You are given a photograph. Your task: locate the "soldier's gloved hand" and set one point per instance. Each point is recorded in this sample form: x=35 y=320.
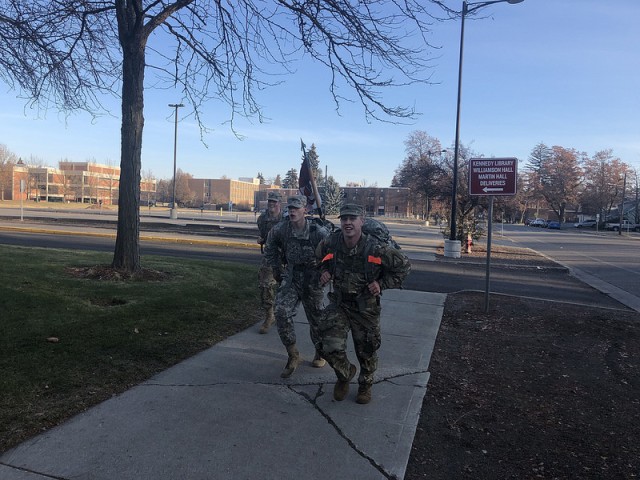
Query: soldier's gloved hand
x=325 y=278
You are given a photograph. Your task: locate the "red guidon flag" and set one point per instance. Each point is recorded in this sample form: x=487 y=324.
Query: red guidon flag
x=305 y=181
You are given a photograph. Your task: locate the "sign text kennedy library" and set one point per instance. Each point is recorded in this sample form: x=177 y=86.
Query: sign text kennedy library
x=493 y=176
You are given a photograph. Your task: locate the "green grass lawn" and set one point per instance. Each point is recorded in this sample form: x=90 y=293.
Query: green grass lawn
x=69 y=341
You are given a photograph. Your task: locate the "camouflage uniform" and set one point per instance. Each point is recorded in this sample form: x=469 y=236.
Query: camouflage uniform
x=266 y=279
x=300 y=280
x=352 y=306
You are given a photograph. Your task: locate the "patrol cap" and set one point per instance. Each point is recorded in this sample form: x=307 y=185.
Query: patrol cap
x=297 y=201
x=352 y=209
x=274 y=196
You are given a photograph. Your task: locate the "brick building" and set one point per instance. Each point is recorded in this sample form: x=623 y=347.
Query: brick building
x=82 y=182
x=219 y=192
x=388 y=202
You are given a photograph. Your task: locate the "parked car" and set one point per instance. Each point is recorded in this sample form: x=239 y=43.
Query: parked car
x=539 y=222
x=553 y=225
x=586 y=224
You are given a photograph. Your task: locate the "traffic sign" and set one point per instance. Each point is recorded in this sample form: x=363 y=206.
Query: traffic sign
x=493 y=176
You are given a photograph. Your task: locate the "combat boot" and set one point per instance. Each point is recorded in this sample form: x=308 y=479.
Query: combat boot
x=341 y=388
x=364 y=394
x=318 y=361
x=269 y=320
x=292 y=363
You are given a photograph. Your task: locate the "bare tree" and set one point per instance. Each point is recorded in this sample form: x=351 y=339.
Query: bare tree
x=603 y=180
x=7 y=160
x=421 y=170
x=559 y=176
x=70 y=52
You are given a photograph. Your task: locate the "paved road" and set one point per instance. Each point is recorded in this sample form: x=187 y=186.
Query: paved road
x=419 y=242
x=606 y=260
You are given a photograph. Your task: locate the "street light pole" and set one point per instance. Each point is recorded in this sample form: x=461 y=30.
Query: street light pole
x=452 y=246
x=174 y=210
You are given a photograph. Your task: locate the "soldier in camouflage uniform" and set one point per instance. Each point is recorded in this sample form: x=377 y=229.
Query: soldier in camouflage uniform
x=360 y=266
x=266 y=278
x=297 y=240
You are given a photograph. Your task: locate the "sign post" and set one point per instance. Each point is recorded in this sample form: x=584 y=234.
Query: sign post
x=492 y=176
x=22 y=189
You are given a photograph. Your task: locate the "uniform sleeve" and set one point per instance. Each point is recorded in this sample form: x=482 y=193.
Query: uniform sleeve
x=395 y=268
x=321 y=251
x=272 y=247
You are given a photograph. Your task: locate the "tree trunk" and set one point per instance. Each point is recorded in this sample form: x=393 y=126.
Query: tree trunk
x=127 y=251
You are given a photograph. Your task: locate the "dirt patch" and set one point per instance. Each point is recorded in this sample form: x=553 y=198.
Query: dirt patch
x=531 y=389
x=107 y=272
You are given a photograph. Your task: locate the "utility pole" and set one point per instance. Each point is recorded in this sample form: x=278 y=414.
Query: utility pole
x=174 y=209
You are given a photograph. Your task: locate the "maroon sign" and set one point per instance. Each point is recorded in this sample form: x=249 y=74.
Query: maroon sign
x=493 y=176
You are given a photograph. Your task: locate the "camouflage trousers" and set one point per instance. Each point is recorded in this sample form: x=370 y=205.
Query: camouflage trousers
x=298 y=286
x=362 y=318
x=268 y=285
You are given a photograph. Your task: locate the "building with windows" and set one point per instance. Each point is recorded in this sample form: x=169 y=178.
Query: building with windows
x=387 y=202
x=225 y=193
x=81 y=182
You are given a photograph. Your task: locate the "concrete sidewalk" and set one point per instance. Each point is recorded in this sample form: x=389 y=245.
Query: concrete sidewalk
x=226 y=414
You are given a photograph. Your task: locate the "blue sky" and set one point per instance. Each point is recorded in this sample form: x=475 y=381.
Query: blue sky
x=562 y=72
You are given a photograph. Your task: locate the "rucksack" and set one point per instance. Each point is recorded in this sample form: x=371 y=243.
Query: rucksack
x=373 y=229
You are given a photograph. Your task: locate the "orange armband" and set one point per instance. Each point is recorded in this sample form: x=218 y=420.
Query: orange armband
x=327 y=257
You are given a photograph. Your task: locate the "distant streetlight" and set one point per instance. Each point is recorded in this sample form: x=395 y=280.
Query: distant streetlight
x=451 y=250
x=174 y=210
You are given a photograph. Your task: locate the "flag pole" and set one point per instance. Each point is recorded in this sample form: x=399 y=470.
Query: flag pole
x=313 y=180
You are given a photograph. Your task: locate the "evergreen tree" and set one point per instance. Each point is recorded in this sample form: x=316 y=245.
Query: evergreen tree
x=331 y=197
x=314 y=160
x=290 y=179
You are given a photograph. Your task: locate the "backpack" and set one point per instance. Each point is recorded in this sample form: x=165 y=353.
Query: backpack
x=374 y=230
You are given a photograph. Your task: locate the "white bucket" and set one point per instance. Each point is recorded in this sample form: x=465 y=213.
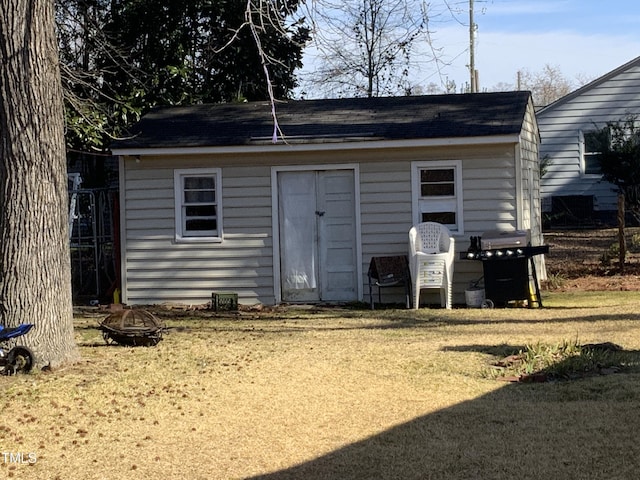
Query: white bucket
x=474 y=297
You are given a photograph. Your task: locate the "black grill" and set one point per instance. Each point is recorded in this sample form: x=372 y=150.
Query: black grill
x=507 y=269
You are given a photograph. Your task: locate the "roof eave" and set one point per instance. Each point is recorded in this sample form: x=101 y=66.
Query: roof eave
x=284 y=147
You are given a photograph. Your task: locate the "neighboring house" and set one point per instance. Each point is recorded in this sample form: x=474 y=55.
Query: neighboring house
x=210 y=204
x=572 y=191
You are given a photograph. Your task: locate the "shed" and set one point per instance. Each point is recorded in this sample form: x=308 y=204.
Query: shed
x=222 y=198
x=572 y=191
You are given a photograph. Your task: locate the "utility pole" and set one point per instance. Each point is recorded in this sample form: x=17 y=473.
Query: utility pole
x=472 y=60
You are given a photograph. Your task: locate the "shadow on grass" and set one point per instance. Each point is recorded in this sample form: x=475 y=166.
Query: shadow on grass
x=582 y=429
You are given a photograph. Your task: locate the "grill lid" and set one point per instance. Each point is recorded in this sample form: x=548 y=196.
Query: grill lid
x=501 y=239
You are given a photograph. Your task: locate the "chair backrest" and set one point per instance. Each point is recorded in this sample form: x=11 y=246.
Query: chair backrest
x=431 y=237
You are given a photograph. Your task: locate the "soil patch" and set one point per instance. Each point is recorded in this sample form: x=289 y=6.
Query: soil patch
x=588 y=260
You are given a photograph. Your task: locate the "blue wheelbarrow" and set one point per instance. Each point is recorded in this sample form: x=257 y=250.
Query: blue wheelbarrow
x=19 y=359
_____
▸ Problem to work on
Format every line of the data above as a numbered list, omitting blank lines and leaving out the pictures.

▸ Correct answer
1. You are given a photograph. Your task: locate the "soldier's gloved hand" and set one point per instance. Each point is recorded in this sample form: x=35 y=320.
2. Query: soldier's gloved hand
3. x=325 y=278
4. You are given a photograph. Your task: locate the "red guidon flag" and set one point per instance. Each point is recorded in this sample form: x=487 y=324.
5. Query: red guidon flag
6. x=305 y=181
7. You are given a photograph. Your task: locate the "sign text kennedy library" and set one point per instance. Each point is recorded in this sample form: x=177 y=86.
8. Query: sign text kennedy library
9. x=493 y=176
10. You are given a photograph. Your task: locate the "green grass lawn" and set one point per instance. Each point is recorded in this sample form: x=90 y=293.
11. Query: green grass lawn
12. x=69 y=341
13. You are given a photograph. Your task: locate the "camouflage uniform" and set one point per instance. Each point is recorded in this sample form: x=469 y=236.
14. Query: camouflage uniform
15. x=266 y=279
16. x=300 y=280
17. x=352 y=306
18. You are given a photograph. Your task: locate the "patrol cap" and set one point per instance. Each point is recorded in this sample form: x=307 y=185.
19. Query: patrol cap
20. x=297 y=201
21. x=352 y=209
22. x=274 y=196
23. You are given a photograph. Your task: locate the "brick building" and set one point per instance. Each point is recorded in this sample form: x=623 y=347.
24. Query: brick building
25. x=82 y=182
26. x=219 y=192
27. x=388 y=202
28. You are given a photograph. Your task: locate the "parked car" and set one point per instance. Each point is recorded in this sample form: x=239 y=43.
29. Query: parked car
30. x=539 y=222
31. x=553 y=225
32. x=586 y=224
33. You are given a photograph. Your task: locate the "traffic sign" and set one point per instance. Each point is recorded in this sample form: x=363 y=206.
34. Query: traffic sign
35. x=493 y=176
36. You are given a photograph. Your task: locate the "combat boot" and set one point per instance. Each point is recorded in this sample form: x=308 y=479.
37. Query: combat boot
38. x=341 y=388
39. x=364 y=394
40. x=318 y=361
41. x=269 y=320
42. x=292 y=363
43. You are given a photograph. Your task: locate the "bare tree" and set one point per instance. Each point is recorded in this sample form: x=351 y=339.
44. Query: bare tree
45. x=603 y=180
46. x=7 y=160
47. x=421 y=170
48. x=559 y=176
49. x=70 y=52
50. You are given a photograph. Your task: locate the "paved road" and set one point per instance. Each point is recorded in this sample form: x=187 y=186.
51. Query: paved road
52. x=419 y=242
53. x=606 y=260
54. You are given a photograph. Your task: locate the "street light pole" and set one point per instance. Each point is recorded in this sample form: x=461 y=30.
55. Query: street light pole
56. x=452 y=246
57. x=174 y=210
58. You are given a photograph. Your task: locate the "soldier in camouflage uniform" and set one point per instance. Each point is recorded in this sample form: x=377 y=229.
59. Query: soldier in camouflage uniform
60. x=360 y=266
61. x=266 y=278
62. x=297 y=240
63. You are given a photograph. Your task: locate the "sign post" and set one point per instance. Each point is recorded in this sample form: x=584 y=234.
64. Query: sign post
65. x=492 y=176
66. x=22 y=189
67. You are given a photograph. Your task: locate the "uniform sleeve" and set one point per instance. Each point is recorded in this sample form: x=482 y=193.
68. Query: uniform sleeve
69. x=395 y=268
70. x=321 y=251
71. x=272 y=247
72. You are given a photograph. Your task: locate the "tree trunk" and set one point per instance. Each point is recorded in this sample form: x=393 y=126.
73. Query: tree trunk
74. x=127 y=251
75. You are given a photograph. Your task: locate the "dirt patch" and set one point per instance. Each point is recorded in this sample form: x=553 y=198.
76. Query: dirt patch
77. x=531 y=389
78. x=107 y=272
79. You are given a photograph. Your task: locate the "utility pole" and set one point per instance. Each point is recorded in this sample form: x=278 y=414.
80. Query: utility pole
81. x=174 y=209
82. You are given a photograph. Your task: locate the "maroon sign" and set one point per instance. Each point is recorded in this sample form: x=249 y=74.
83. Query: maroon sign
84. x=493 y=176
85. You are given a photograph. Your task: locate the "camouflage trousers" and set one point per instance. Each point is recorded in this sample form: x=370 y=205.
86. Query: camouflage trousers
87. x=298 y=286
88. x=362 y=318
89. x=268 y=285
90. You are given a photograph. Your task: locate the "building with windows" and set one point per instance. Each point is recorded in this sample form: x=169 y=178.
91. Query: building with windows
92. x=387 y=202
93. x=225 y=193
94. x=81 y=182
95. You are given a photograph. Your task: locate the "concrete sidewalk" and set one point per instance. Each point is recorded in this sample form: x=389 y=245.
96. Query: concrete sidewalk
97. x=226 y=414
98. You are given a photograph. Your task: locate the "blue sky" and set one point per instance. Each point is recorded in this sample form: x=475 y=381.
99. Query: blue sky
100. x=562 y=72
101. You are given a photograph. Your task: locate the "rucksack" and set one point per instance. Each point is recorded in this sample form: x=371 y=243.
102. Query: rucksack
103. x=373 y=229
104. You are given a photograph. Your task: locate the "orange armband" and set one point per instance. Each point is recorded in this sample form: x=218 y=420.
105. Query: orange armband
106. x=327 y=257
107. You are given a photograph. Your task: locate the "distant streetlight" and set one point per instance. Each point is recorded in this sample form: x=395 y=280.
108. Query: distant streetlight
109. x=451 y=250
110. x=174 y=210
111. You are given a photograph. Your task: locate the "flag pole" and set one point per instance. Each point is recorded in this sample form: x=399 y=470.
112. Query: flag pole
113. x=313 y=180
114. You are given a photograph. Your task: locate the "evergreen tree" and set one point per instance. Each point is recorded in this sample form: x=316 y=245.
115. Query: evergreen tree
116. x=331 y=197
117. x=314 y=160
118. x=290 y=179
119. You are given a photograph. Your task: locate the "backpack" and set one point per instance. Each point is recorded in this sample form: x=165 y=353.
120. Query: backpack
121. x=374 y=230
122. You are given a photograph. Your task: locate the "white bucket" and set one point per instance. Each point is recorded in this sample form: x=465 y=213.
123. Query: white bucket
124. x=474 y=297
125. You are given a photograph. Your task: locate the "black grill" and set one point per instance. Each point is recorded in this sample form: x=372 y=150.
126. Query: black grill
127. x=507 y=269
128. You are given a photograph. Your task: locate the "roof eave" and set one point per instance. Each point is recorded in this sample form: x=101 y=66.
129. Query: roof eave
130. x=284 y=147
131. You are given a photograph. Your task: locate the "neighboring house" and set one point per instance. Each point is recorded in this sample form: x=474 y=55.
132. Query: neighboring house
133. x=210 y=204
134. x=572 y=191
135. You are given a photograph. Your task: locate the "shed" and set one point per instance. Each point is recorded in this sample form: x=308 y=204.
136. Query: shed
137. x=222 y=198
138. x=572 y=191
139. You are given a photograph. Your task: locate the "utility pole" and set one point per instance. Each point is recorded in this sample form: x=17 y=473.
140. Query: utility pole
141. x=472 y=60
142. You are given a photograph. Your task: locate the "shadow on grass" and set one point per instance. Each point is recorded in this sample form: x=475 y=166.
143. Query: shadow on grass
144. x=582 y=429
145. You are given a photograph. Your task: locate the "grill lid" and set one point per instance. Each point is recorded in this sample form: x=548 y=196.
146. Query: grill lid
147. x=501 y=239
148. You are given a photograph. Your task: locate the "chair backrest" and set one point per instance. Each point is recorded in this sample form: x=11 y=246.
149. Query: chair backrest
150. x=431 y=237
151. You are given a photograph. Your task: locate the "soil patch" and set one point per instance. Each point is recorded in this sample form: x=289 y=6.
152. Query: soil patch
153. x=588 y=260
154. You are given a photograph. Your task: locate the "blue wheelbarrow" and set one point per instance. Each point is recorded in this sample form: x=257 y=250.
155. Query: blue wheelbarrow
156. x=19 y=359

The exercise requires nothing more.